Your goal: Go through the records and report each line holding the string "power".

[Extracted data entries]
▬▬▬▬▬▬

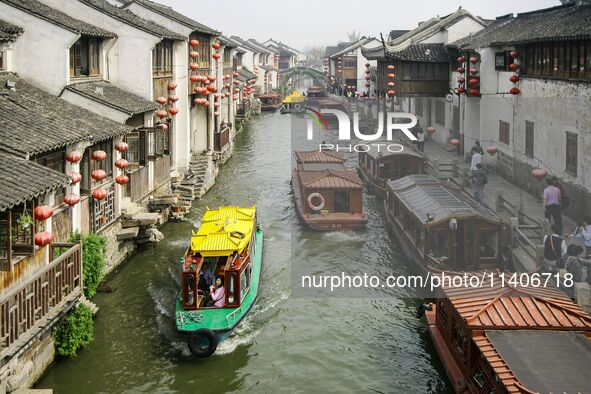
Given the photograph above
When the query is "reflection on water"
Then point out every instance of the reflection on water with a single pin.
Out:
(288, 343)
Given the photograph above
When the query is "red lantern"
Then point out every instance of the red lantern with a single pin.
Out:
(122, 179)
(98, 175)
(539, 173)
(74, 156)
(99, 155)
(99, 194)
(72, 199)
(75, 177)
(43, 212)
(121, 163)
(121, 146)
(43, 238)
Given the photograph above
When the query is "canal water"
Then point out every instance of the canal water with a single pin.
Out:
(288, 343)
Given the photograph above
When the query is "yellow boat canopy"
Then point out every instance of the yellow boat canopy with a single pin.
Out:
(294, 97)
(224, 231)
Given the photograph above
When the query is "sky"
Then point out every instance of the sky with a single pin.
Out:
(301, 23)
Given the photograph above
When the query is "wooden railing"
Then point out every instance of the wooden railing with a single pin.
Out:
(29, 308)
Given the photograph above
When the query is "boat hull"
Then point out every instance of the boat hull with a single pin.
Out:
(326, 222)
(222, 321)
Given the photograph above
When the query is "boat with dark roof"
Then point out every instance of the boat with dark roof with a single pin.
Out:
(441, 228)
(377, 168)
(328, 195)
(511, 339)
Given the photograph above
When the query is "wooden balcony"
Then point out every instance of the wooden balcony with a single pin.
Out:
(33, 306)
(221, 139)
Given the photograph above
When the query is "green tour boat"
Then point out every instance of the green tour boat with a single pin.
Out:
(221, 273)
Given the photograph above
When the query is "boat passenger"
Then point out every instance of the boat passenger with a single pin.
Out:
(217, 293)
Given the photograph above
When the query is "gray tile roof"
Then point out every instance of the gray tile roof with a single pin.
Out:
(553, 24)
(33, 121)
(56, 17)
(9, 32)
(376, 53)
(132, 19)
(421, 53)
(22, 180)
(112, 96)
(177, 16)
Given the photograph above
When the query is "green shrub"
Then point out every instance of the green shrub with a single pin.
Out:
(74, 331)
(94, 247)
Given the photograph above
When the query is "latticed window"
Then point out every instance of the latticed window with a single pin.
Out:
(104, 210)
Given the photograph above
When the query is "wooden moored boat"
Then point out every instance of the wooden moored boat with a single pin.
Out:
(328, 195)
(230, 243)
(295, 102)
(377, 168)
(511, 339)
(439, 227)
(270, 101)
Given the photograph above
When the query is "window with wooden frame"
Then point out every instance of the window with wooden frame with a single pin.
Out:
(162, 55)
(529, 138)
(204, 49)
(504, 132)
(17, 231)
(561, 59)
(85, 57)
(419, 106)
(571, 152)
(440, 112)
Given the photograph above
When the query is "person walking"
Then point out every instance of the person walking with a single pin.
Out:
(479, 180)
(552, 204)
(421, 140)
(554, 250)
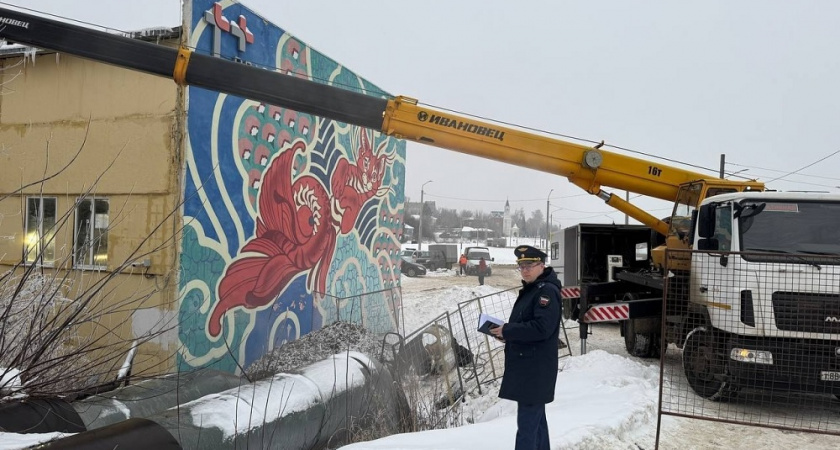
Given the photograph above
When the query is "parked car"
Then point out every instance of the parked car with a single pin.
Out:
(474, 255)
(422, 258)
(411, 269)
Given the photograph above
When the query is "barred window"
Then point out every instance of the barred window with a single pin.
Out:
(90, 247)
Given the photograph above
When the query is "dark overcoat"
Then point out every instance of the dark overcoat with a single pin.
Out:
(531, 342)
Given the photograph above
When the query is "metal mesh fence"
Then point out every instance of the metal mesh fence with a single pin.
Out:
(447, 357)
(756, 340)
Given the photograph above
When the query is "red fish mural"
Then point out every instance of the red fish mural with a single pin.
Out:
(297, 225)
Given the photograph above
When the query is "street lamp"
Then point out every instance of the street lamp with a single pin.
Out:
(547, 225)
(420, 227)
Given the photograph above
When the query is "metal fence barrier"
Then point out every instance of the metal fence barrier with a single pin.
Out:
(758, 340)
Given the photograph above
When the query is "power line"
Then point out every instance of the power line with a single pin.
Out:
(803, 168)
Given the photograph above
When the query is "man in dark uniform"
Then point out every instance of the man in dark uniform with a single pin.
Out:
(530, 337)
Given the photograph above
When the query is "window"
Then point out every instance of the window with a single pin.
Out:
(39, 247)
(90, 248)
(723, 227)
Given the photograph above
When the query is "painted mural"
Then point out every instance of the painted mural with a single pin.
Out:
(291, 221)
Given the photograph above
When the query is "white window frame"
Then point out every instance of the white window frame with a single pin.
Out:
(41, 238)
(91, 226)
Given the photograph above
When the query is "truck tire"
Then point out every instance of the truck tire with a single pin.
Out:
(640, 345)
(706, 366)
(567, 308)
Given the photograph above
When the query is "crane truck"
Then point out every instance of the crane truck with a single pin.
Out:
(750, 281)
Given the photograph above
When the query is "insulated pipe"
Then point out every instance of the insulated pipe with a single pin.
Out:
(314, 409)
(152, 396)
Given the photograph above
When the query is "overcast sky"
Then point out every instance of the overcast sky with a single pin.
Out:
(688, 81)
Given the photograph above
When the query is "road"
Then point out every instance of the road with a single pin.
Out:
(676, 432)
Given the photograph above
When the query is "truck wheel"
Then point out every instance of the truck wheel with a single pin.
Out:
(641, 345)
(569, 308)
(705, 366)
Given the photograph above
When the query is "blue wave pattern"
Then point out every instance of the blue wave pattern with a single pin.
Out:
(232, 141)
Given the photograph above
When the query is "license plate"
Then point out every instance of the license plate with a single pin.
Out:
(829, 376)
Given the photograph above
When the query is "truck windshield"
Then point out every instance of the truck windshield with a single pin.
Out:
(778, 228)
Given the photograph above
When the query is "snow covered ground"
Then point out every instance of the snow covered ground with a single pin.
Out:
(603, 400)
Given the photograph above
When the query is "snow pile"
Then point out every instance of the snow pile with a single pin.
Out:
(601, 401)
(316, 346)
(251, 405)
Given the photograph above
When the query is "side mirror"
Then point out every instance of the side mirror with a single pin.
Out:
(706, 221)
(707, 244)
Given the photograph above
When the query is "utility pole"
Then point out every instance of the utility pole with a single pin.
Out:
(420, 226)
(547, 224)
(627, 199)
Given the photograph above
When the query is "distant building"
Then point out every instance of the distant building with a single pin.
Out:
(506, 220)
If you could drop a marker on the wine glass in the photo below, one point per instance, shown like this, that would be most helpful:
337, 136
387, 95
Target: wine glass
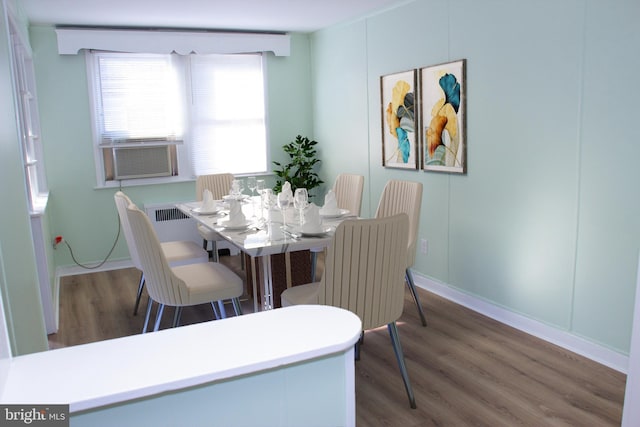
236, 189
300, 201
260, 189
251, 185
283, 203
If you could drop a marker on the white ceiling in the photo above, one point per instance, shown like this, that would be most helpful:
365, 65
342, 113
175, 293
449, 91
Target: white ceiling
258, 15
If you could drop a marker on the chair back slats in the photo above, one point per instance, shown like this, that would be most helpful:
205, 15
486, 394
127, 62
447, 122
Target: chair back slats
406, 197
122, 201
162, 285
364, 269
219, 185
348, 190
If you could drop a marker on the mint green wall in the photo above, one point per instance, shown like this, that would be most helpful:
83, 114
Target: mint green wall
19, 283
87, 217
546, 222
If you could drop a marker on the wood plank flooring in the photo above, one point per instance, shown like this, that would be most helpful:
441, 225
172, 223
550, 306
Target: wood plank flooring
466, 369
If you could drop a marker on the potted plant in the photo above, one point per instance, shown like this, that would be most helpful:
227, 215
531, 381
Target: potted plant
300, 169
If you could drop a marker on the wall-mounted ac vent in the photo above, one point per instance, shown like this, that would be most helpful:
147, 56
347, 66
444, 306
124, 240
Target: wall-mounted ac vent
171, 224
142, 162
169, 214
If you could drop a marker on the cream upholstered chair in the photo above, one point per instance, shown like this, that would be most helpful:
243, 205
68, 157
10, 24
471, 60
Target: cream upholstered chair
185, 285
405, 196
177, 252
219, 185
364, 273
348, 189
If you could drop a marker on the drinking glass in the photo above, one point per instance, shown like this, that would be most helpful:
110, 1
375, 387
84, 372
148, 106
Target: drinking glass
300, 201
236, 189
283, 203
266, 197
251, 185
259, 190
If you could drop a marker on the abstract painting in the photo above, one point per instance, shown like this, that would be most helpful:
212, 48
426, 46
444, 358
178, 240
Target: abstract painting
398, 105
443, 121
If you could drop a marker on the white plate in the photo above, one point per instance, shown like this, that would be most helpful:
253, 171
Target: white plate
230, 197
341, 212
234, 226
320, 233
201, 211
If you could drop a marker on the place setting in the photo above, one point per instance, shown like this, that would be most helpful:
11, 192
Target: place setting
330, 208
208, 206
235, 220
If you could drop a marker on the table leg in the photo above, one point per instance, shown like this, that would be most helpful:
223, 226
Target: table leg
267, 283
254, 281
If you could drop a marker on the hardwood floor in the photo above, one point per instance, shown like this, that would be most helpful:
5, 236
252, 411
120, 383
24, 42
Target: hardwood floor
466, 369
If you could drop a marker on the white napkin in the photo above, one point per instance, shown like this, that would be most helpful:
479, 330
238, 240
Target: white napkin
236, 217
208, 204
312, 220
330, 204
286, 188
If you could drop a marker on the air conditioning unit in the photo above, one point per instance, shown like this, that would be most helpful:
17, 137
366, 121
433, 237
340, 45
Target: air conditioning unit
171, 224
142, 162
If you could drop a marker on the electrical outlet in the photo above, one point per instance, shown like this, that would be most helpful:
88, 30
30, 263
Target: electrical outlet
424, 246
57, 240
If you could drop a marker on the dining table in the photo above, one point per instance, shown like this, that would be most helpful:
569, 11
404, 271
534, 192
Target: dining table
266, 231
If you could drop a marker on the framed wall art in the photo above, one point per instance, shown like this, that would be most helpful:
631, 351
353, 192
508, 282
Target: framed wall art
398, 105
443, 121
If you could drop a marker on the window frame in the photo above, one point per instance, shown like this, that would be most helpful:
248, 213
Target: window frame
183, 146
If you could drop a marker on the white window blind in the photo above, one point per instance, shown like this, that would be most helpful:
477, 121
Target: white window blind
228, 117
215, 104
138, 99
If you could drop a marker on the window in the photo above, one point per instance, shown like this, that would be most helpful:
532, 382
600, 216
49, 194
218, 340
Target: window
28, 121
173, 117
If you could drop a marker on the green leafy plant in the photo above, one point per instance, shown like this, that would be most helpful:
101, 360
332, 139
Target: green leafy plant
300, 170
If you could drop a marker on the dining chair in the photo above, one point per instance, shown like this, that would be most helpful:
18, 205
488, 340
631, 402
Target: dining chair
364, 271
181, 286
177, 252
405, 196
348, 190
219, 185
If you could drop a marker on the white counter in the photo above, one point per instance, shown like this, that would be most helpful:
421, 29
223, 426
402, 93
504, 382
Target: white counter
120, 370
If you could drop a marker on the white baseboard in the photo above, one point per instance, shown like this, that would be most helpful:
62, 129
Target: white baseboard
73, 270
564, 339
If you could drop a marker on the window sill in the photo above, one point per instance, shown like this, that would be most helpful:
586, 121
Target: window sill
39, 204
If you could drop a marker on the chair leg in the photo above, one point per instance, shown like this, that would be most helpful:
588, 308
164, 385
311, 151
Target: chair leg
215, 310
223, 312
176, 317
156, 327
357, 346
397, 348
147, 315
414, 293
236, 306
140, 288
314, 260
214, 251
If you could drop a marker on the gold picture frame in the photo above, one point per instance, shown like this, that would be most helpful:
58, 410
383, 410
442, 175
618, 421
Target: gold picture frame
443, 119
399, 120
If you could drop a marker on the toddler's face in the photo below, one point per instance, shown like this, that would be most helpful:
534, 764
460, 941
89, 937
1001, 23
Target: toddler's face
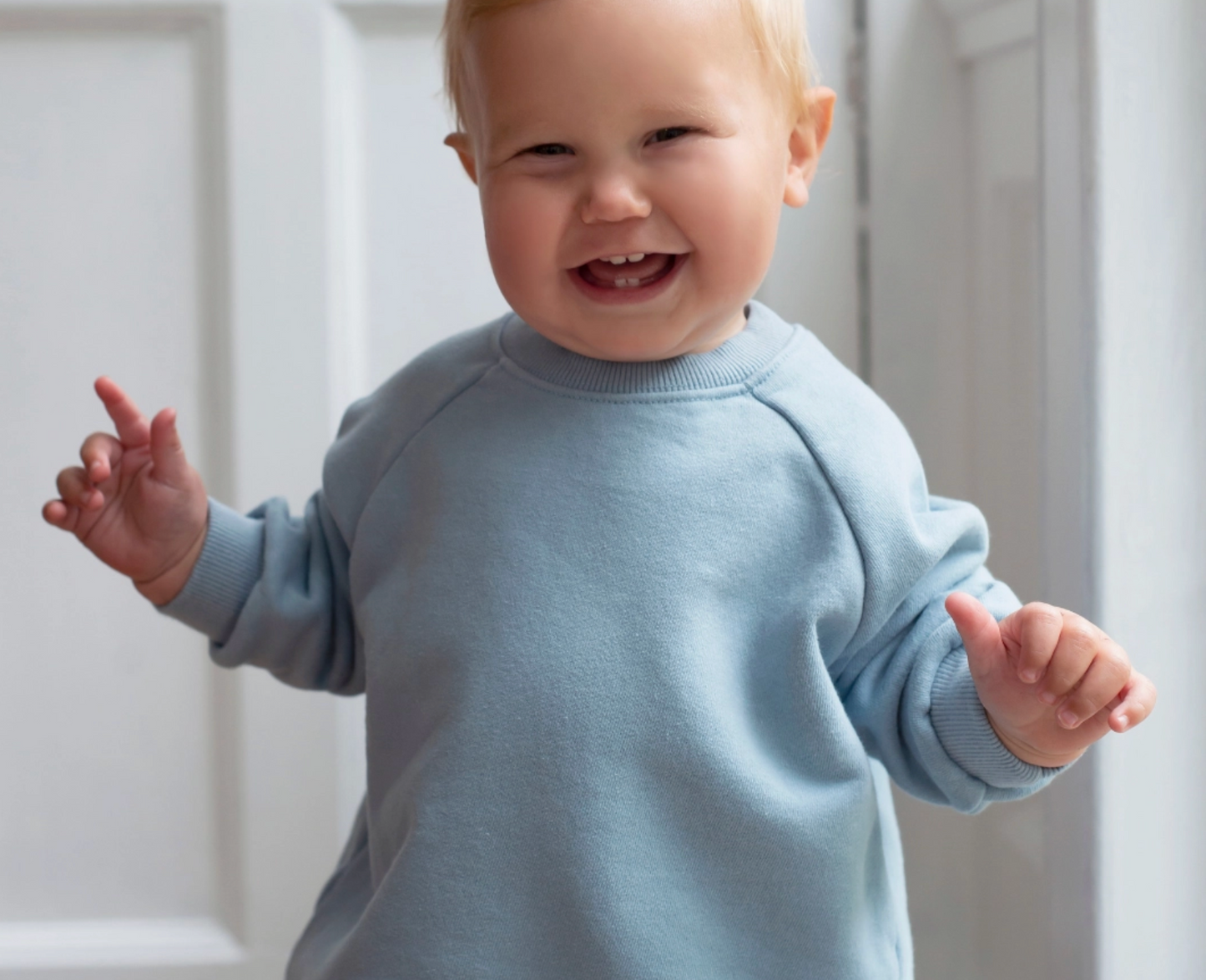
632, 159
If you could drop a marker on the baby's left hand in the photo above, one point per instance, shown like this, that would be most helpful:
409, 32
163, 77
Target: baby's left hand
1051, 682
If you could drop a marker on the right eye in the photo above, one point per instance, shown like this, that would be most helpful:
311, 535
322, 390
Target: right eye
549, 150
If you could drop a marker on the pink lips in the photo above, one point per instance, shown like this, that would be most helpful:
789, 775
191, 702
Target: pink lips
655, 273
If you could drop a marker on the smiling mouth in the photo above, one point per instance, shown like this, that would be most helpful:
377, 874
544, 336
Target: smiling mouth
645, 270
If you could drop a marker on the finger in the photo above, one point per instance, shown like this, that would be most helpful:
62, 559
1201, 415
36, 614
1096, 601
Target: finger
100, 452
1077, 649
980, 631
132, 425
76, 489
1138, 700
62, 516
1035, 628
1106, 676
167, 451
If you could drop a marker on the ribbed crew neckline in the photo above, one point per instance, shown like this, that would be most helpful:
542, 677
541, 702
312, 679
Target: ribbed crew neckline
764, 336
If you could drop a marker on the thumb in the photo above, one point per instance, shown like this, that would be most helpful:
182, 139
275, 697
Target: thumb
980, 631
167, 451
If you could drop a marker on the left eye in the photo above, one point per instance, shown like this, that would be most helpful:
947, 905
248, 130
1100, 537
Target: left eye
671, 133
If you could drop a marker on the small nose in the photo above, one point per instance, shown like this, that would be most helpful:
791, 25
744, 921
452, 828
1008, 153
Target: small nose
613, 195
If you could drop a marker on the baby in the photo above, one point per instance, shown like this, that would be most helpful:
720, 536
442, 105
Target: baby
645, 592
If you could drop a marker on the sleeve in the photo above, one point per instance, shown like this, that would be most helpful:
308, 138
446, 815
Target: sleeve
901, 669
271, 589
905, 681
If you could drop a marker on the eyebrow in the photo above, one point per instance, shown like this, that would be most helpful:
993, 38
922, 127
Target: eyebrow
694, 109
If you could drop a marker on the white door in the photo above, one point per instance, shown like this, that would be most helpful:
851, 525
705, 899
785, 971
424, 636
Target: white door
243, 209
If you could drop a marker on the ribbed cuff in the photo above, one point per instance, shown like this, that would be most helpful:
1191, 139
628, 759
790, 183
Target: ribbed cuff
225, 574
962, 727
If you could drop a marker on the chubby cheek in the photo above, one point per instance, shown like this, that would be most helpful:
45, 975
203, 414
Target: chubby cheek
522, 232
731, 219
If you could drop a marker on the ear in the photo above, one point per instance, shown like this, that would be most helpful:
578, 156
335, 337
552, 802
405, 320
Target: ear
461, 143
805, 143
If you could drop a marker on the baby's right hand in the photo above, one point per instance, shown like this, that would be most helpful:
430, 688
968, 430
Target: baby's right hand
135, 503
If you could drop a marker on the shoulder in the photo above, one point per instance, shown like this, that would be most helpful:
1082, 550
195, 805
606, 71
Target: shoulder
376, 428
848, 428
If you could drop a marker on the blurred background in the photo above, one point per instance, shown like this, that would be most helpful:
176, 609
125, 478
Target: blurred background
243, 208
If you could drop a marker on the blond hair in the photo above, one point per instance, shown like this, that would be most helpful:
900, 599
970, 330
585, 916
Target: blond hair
777, 27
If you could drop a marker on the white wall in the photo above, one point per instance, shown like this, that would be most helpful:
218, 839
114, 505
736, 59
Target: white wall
1152, 462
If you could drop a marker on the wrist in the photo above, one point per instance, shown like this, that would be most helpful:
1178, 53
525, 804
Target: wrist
1027, 753
164, 587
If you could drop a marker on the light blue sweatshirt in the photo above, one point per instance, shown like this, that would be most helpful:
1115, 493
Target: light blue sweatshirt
639, 642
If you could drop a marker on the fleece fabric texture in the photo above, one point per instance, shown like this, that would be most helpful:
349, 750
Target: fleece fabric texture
641, 644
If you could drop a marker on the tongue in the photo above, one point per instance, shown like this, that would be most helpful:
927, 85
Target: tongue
608, 274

▬▬▬▬▬▬

Answer to this problem:
When the query is "power line"
Then point out every instance of the power line with a single pin.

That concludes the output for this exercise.